Photo-based referring expression data:
________________

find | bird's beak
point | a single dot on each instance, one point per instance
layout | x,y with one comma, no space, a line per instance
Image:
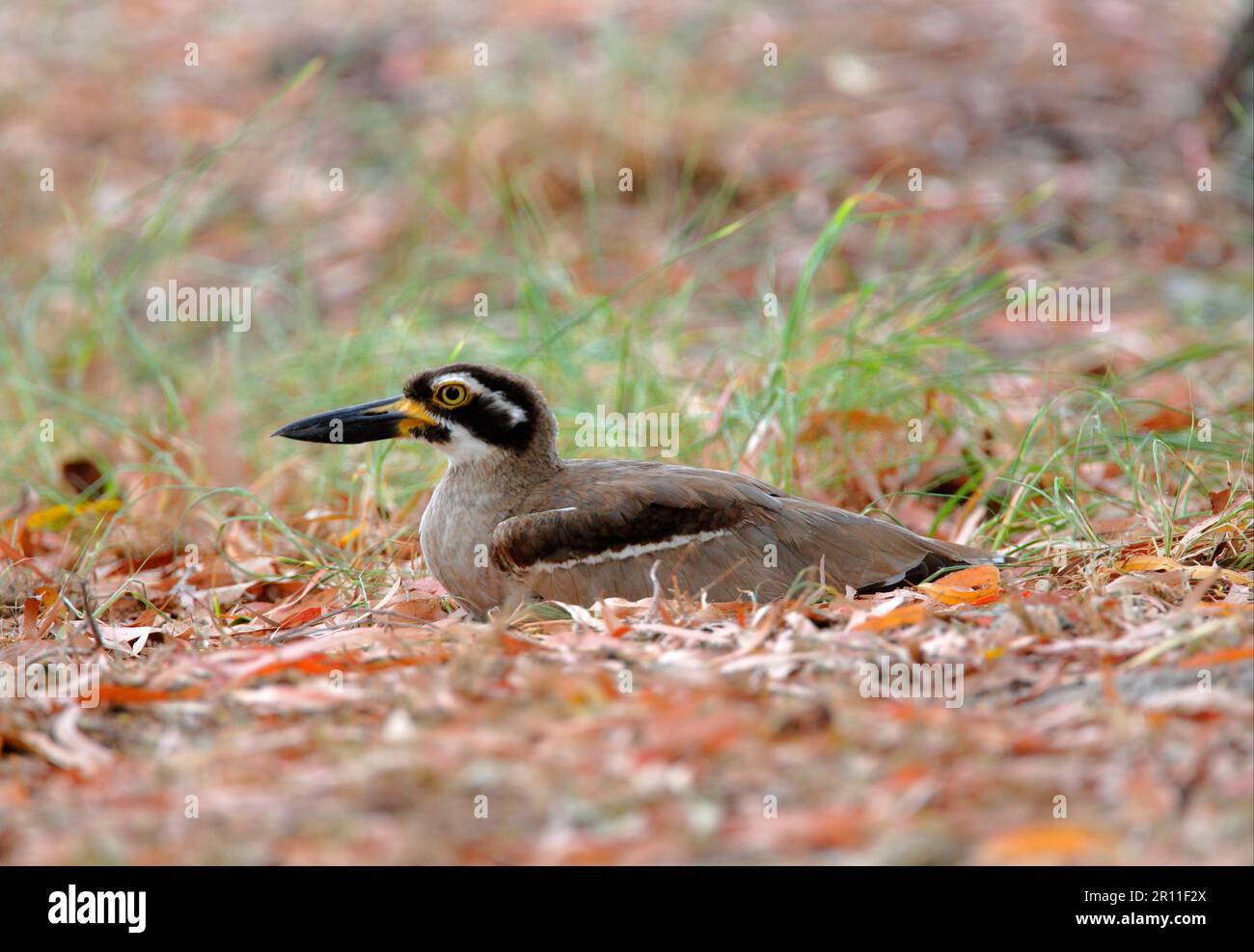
377,421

________________

→ **Work task**
Your task is an exact transcription of all the data, minus the pictures.

→ **Answer to the problem**
find | bird's beak
point | a single dot on each instance, one point per instance
layout | x,y with one comma, no space, a line per instance
Image:
377,421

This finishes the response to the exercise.